◆ **GIVEN PASSAGE**

R: Looking forward, what are some of your dreams?
J: I want to win the World Cup, and be the best player in the world at some point in my career, and now I have the belief that I can do that. But I also want to take my platform and use it to grow the kingdom and I have a lot of ideas about how to go about that. Football gives me an incredible platform for networking through people that I know, and sport is so powerful – for young people, especially. So I want to start a non-profit that helps families who have been affected by cancer to get their kids involved in sport. When my dad passed away my local club dug in and helped my family out financially and that’s where my idea has come from. I put a lot of pressure on myself to get started on that but then I remember that I’m only 24 and it’s ok to just chill and enjoy the moment. But I’m seeing little seeds along the way and I know that when I’m ready the right people will be around to help me.
R: So we’ve invented a time machine and you’re sat across the table from your 20-year-old self. What do you say?
J: I know it’s a bit of a cliche but I would say it’s impossible to be perfect. We’re flawed human beings, and you’re not going to please everyone so you might as well just be yourself. Also, don’t be so hard on yourself. Pushing myself has definitely helped me get to where I am today, but I’ve also caused myself a lot of pain and wish I had learned this lesson four years ago!
R:Thanks so much, Janine. We’ll be cheering you on!

◆ **ASSIGNMENT**
Can you duplicate the interview word for word, starting with "J: I know it’s" and going on through "cheering you on!"? These rows have no connection to the interview above.

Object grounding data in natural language
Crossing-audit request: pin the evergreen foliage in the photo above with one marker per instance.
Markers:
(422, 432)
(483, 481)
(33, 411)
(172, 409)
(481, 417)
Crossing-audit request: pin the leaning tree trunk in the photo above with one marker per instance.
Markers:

◆ **RESULT FOR THIS TASK**
J: I know it’s a bit of a cliche but I would say it’s impossible to be perfect. We’re flawed human beings, and you’re not going to please everyone so you might as well just be yourself. Also, don’t be so hard on yourself. Pushing myself has definitely helped me get to where I am today, but I’ve also caused myself a lot of pain and wish I had learned this lesson four years ago!
R:Thanks so much, Janine. We’ll be cheering you on!